Now, as Glenn has explained, the law prohibits the discharge of any pollutant by any person, except in compliance with various provisions of the act, including the provision establishing the National Pollutant Discharge Elimination System. And what that system does is require dischargers to obtain permits that place limits on the type and quantity of pollutants that can be released into the nation’s waters. The Clean Water Act defines discharge of a pollutant as, quote, “any addition of any pollutant to navigable waters from any point source.” And as Glenn indicated, the question before the Court is whether this provision requires a permit for the discharge of a pollutant from a point source to navigable waters if the pollutant travels through an intermediary like groundwater on the way from one to the other.

 

Now, as Glenn also indicated, there are a few things in this case that everyone agrees on, and I want to just take a moment to remind the callers of what those things are. No one disputes that treated sewage from the county’s injection wells enters the Pacific Ocean, and no one disputes that this treated sewage is a pollutant, that the Pacific Ocean constitutes navigable waters, and that the injection wells are point sources, all within the meaning of the Clean Water Act. So again, the only question is whether the fact that the pollutant ultimately reaches those navigable waters via groundwater instead of deriving direction from the point source should relieve the county of its obligation under the Clean Water Act to obtain a permit. The answer to that question is no, and I think the plain text of the statute makes that clear.
——————
> [Set task] Copy the Clean Water Act remarks word for word from "Now, as Glenn has" to "to the other.". The data that comes after the Clean Water Act remarks is separate material.

> [Data section]
——————
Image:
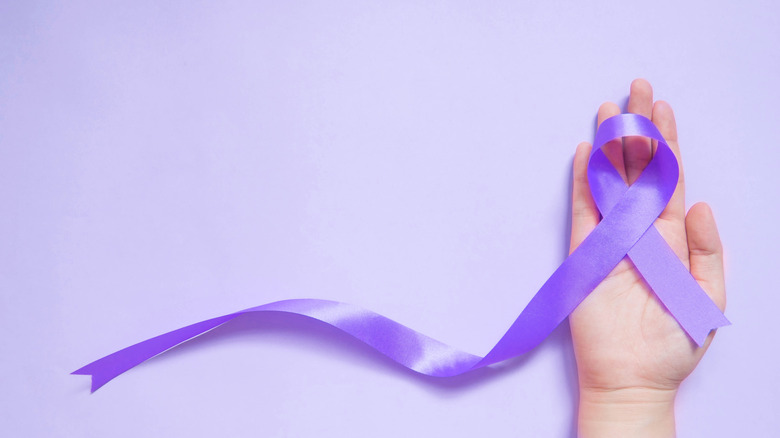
——————
> [Solution to this problem]
Now, as Glenn has explained, the law prohibits the discharge of any pollutant by any person, except in compliance with various provisions of the act, including the provision establishing the National Pollutant Discharge Elimination System. And what that system does is require dischargers to obtain permits that place limits on the type and quantity of pollutants that can be released into the nation’s waters. The Clean Water Act defines discharge of a pollutant as, quote, “any addition of any pollutant to navigable waters from any point source.” And as Glenn indicated, the question before the Court is whether this provision requires a permit for the discharge of a pollutant from a point source to navigable waters if the pollutant travels through an intermediary like groundwater on the way from one to the other.